▶ _Problems_
A. In the passage on platinum in Pt/SnO₂ thin films, what oxidation state of Pt does the doublet from the air-annealed film indicate?
B. Pick up the passage on platinum in Pt/SnO₂ thin films after its final sentence and continue it.

▶ _Document segment_
·····
It has been suggested that noble metal catalysts for gas sensors participate in an electronic or a chemical sensitization, which is highly dependent on the oxidation state of the metals.³⁶ The former is due to the equilibrium of the Fermi levels of the oxidized metal and the semiconductor, which modulates the carrier concentration of the semiconductor sensing layers. The latter is ascribed to the spillover effects of the noble metal catalyst, which promotes the dissociation of molecular oxygen into more active surface atomic oxygen species. The core level XPS spectra of Pt 4f were collected from the Pt/SnO₂ thin films annealed at 500 °C in Ar/H₂. As shown in Fig. 5a, the signal of Pt shows two deconvoluted peaks at binding energies of 73.95 eV for Pt 4f_5/2 and 70.67 eV for Pt 4f_7/2 with a difference of 3.28 eV, which can be assigned to metallic Pt.^37,38 For comparison, the Pt/SnO₂ thin film was also annealed in air under the same conditions. It can be observed in Fig. 5a that the signal of Pt is highly distinct from that of metallic Pt in Pt/SnO₂. The doublet is present at 75.38 eV for Pt 4f_5/2 and 72.08 eV for Pt 4f_7/2 with a difference of 3.30 eV, indicating an oxidation state of Pt(II) as in PtO.^38,39 The XPS spectrum of the as-deposited Pt/SnO₂ thin films after ALD without any thermal process in Fig. 5a reveals a doublet at 74.92 eV for Pt 4f_5/2 and 71.62 eV for Pt 4f_7/2 that are inconsistent with neither Pt(II) nor Pt(0), which can be depicted as PtO_x (x < 1). The presence of PtO_x after Pt ALD is probably due to the partial oxidation of Pt by O₃ serving as a counter reactant.³⁷ After annealing in Ar/H₂, the PtO_x is reduced to metallic Pt.
·····
▶ _Dataset excerpt_
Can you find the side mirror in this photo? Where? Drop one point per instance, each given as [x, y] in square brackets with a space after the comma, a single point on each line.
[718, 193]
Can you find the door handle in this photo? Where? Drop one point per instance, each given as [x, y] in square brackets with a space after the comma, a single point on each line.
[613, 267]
·····
▶ _Replies_
A. Pt(II), as in PtO.

B.
Fig. 5 (a) The core level XPS spectra of Pt 4f in Pt/SnO₂ thin films after annealing in Ar/H₂ at 500 °C, PtO/SnO₂ after annealing in air at 500 °C and the as-deposited PtO_x/SnO₂ without annealing, and (b) XPS spectra of O 1s in Pt/SnO₂, PtO/SnO₂ and pristine SnO₂ thin films.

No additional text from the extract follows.